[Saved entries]
/---
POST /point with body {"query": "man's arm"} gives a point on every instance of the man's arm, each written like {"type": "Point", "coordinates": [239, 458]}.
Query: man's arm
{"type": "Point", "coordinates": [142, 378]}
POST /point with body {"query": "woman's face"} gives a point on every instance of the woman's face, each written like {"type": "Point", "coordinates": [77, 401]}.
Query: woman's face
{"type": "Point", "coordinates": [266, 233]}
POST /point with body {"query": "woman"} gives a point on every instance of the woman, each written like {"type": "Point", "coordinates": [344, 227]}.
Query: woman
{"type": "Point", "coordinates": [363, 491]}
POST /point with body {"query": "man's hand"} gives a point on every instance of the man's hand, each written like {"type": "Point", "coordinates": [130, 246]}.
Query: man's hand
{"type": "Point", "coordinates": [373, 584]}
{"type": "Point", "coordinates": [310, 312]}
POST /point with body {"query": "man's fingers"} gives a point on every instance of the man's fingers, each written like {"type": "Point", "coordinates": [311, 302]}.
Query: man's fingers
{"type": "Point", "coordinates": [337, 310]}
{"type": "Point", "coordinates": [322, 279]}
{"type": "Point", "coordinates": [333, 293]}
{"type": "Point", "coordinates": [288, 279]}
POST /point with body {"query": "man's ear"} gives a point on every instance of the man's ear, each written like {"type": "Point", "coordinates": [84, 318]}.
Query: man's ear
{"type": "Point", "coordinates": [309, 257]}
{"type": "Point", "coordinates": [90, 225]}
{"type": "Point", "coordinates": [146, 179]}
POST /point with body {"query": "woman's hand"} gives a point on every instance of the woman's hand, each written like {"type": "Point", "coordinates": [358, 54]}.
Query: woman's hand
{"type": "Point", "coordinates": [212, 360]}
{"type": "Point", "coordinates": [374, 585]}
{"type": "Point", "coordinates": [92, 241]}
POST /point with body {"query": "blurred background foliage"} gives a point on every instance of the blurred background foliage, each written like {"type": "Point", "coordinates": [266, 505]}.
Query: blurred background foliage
\---
GIVEN REQUEST
Starting with the line containing "the woman, each" and going on through the end of the material, write those lines out again, requests included. Shift every coordinate in the answers by adding 87, and leave the sample coordinates in the requests unchanged.

OUTPUT BELOW
POST /point with body {"query": "woman"} gives a point on every instance of the woman, each written like {"type": "Point", "coordinates": [344, 227]}.
Query: woman
{"type": "Point", "coordinates": [450, 578]}
POST /point with body {"query": "man's hand"} gives a point on every instance of the man's hand, each written like {"type": "Point", "coordinates": [130, 246]}.
Query: man's hand
{"type": "Point", "coordinates": [460, 671]}
{"type": "Point", "coordinates": [397, 399]}
POST /point with body {"query": "man's fingers"} gives a point on every instance of the man's fingers, each written like {"type": "Point", "coordinates": [311, 302]}.
Query: man's fingers
{"type": "Point", "coordinates": [424, 397]}
{"type": "Point", "coordinates": [409, 366]}
{"type": "Point", "coordinates": [420, 380]}
{"type": "Point", "coordinates": [375, 366]}
POST /point with body {"query": "man's ear"} gives a point on every instance of the man's ear, each written like {"type": "Point", "coordinates": [84, 318]}.
Query: man's ear
{"type": "Point", "coordinates": [396, 344]}
{"type": "Point", "coordinates": [177, 312]}
{"type": "Point", "coordinates": [233, 266]}
POST /point with body {"query": "woman's hand"} gives a point on every instance of the woman's hand, each written like {"type": "Point", "coordinates": [358, 54]}.
Query: woman's hand
{"type": "Point", "coordinates": [299, 447]}
{"type": "Point", "coordinates": [461, 672]}
{"type": "Point", "coordinates": [179, 328]}
POST /point with body {"query": "blurred background foliage"} gives a point on every instance of the blurred background foliage, each written like {"type": "Point", "coordinates": [266, 505]}.
Query: blurred background foliage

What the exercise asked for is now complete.